- [Source excerpt]
%%

Specification for sending statistics

Images subdirectory handled in test blueprint send-anon-usage Change-Id: I9e8a5f2dd289ec957e047a3ab7391d351bf3d3de
2014-09-09 19:59:43 +04:00 · 2014-09-09 19:59:43 +04:00 · 9b60814c7b
commit 9b60814c7b
parent 30a88d4bd8
3 changed files with 413 additions and 0 deletions
--- a/specs/6.0/images/fuel-stat-architecture.png
+++ b/specs/6.0/images/fuel-stat-architecture.png
--- a/specs/6.0/statistics-collecting.rst
+++ b/specs/6.0/statistics-collecting.rst
@ -0,0 +1,411 @@
 ..
 This work is licensed under a Creative Commons Attribution 3.0 Unported
 License.
 http://creativecommons.org/licenses/by/3.0/legalcode
 ==================================================
 Fuel-stats - sending of the statistics information
 ==================================================
 https://blueprints.launchpad.net/fuel/+spec/send-anon-usage
 Fuel-stats is the service of collecting and providing analytical
 information about using of the Fuel product.
 Problem description
 ===================
 We need to understand how customers are using Fuel. We need to collect
 usage statistics and provide the analytics reports.

%%

- [Provided records]
%%

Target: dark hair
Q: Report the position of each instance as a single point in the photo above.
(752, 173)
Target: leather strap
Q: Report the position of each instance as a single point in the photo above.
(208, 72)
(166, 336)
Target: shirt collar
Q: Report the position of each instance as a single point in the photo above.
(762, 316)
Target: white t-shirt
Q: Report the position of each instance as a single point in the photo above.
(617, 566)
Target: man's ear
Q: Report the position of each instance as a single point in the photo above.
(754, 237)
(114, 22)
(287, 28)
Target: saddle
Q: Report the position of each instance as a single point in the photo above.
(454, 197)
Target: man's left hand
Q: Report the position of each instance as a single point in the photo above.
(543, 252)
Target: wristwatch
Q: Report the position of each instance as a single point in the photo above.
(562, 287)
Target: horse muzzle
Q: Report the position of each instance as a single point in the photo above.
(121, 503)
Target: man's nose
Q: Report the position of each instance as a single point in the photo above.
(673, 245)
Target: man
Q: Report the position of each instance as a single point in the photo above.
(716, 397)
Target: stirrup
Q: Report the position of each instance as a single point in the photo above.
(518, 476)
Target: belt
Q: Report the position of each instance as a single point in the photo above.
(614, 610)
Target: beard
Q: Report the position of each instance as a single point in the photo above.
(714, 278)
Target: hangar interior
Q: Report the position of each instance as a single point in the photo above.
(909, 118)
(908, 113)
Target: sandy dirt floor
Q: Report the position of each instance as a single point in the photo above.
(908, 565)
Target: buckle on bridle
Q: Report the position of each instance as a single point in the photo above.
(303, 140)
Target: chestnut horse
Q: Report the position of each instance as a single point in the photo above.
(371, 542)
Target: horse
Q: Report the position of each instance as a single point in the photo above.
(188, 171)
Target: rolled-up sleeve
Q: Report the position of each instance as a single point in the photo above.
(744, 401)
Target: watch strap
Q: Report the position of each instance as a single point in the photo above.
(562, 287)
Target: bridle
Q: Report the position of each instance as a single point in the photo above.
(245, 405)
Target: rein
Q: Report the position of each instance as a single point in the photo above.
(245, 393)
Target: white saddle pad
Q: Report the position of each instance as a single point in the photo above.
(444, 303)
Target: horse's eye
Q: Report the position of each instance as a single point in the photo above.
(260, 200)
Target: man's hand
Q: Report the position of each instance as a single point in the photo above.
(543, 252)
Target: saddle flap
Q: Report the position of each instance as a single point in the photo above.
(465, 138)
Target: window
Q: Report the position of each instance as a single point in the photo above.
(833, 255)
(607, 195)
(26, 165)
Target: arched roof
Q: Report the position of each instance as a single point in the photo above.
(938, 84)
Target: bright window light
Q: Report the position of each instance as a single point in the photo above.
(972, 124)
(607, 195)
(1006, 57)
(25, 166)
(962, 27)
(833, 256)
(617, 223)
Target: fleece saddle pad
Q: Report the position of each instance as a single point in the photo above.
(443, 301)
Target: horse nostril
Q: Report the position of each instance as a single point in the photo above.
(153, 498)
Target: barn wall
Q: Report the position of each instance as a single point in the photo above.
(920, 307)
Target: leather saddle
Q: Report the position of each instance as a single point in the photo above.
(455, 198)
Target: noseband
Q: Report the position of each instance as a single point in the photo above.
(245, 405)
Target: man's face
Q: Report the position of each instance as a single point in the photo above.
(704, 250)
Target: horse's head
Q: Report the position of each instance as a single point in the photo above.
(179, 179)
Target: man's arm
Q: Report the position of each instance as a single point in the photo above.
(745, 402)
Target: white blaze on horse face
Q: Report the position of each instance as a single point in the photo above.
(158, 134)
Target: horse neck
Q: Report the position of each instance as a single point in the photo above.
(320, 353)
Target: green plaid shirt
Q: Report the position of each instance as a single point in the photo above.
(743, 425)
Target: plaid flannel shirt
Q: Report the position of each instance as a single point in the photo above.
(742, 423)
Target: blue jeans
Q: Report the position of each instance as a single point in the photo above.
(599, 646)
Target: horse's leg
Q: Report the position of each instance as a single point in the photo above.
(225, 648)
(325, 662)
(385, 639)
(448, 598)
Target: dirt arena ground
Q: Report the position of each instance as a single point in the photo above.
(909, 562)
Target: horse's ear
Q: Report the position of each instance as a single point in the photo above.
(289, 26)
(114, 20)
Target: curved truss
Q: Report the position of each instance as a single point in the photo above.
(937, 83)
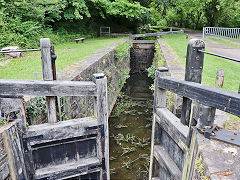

%%

- [Task set]
a) Summarize the Fuel-stats commit page in two sentences.
b) Continue the Fuel-stats commit page from the point where it stops.
The entries are separate material from the Fuel-stats commit page.

- [Answers to the problems]
a) The commit adds three files with 413 additions, among them an architecture image and a specification for Fuel-stats, a service that collects and provides analytical information about the use of the Fuel product. The specification's problem description states the need to understand how customers use Fuel by collecting usage statistics and providing analytics reports.

b)
 We need to send `immediate failure reports`_ to the support team on
 failed deployment.
 Proposed change
 ===============
 Fuel-stats service is separated into three parts. The first one is statistics
 collecting service (collector), the second one is analytical service
 (analytics), the third one is data migration tool from relational DB into
 analytics engine (migration).
 .. figure:: images/fuel-stat-architecture.png
   :alt: Fuel-stats architecture
   Pic 1. Fuel-stats architecture
 .. _`statistic data`:
 Statistic data includes:
 * Operation type (adding cluster, adding node, deployment,
  removing node, e.t.c.)
 * Operation start and finish time (in UTC)
 * Distribution / OS
 * Reference architecture (e.g. HA)
 * Network type (Nova-Network, Neutron with VLAN, GRE, NSX, etc.)
 * Hypervisor (KVM, QEMU, vCenter, etc.)
 * Storage options (Glance w/ Ceph, Glance w/ Swift, Cinder w/ LVM,
  Cinder w/iSCSI, Ceph, etc.)
 * Related Projects (Sahara, Murano, Ceilometer, etc.)
 * Number of nodes deployed
 * Roles deployed to each node
 * Number of environments
 * Installation master node identifier (generated once during installation)
 * Fuel version info (build number, release, build id, nailgun sha,
  fuelmain sha, ostf sha, e.t.c.)
 * OpenStack version info
 * Settings modified on Settings tab
 * Interfaces configuration
 * Disk layout
 * Hardware (so we can differentiate between virtualbox and bare metal installs)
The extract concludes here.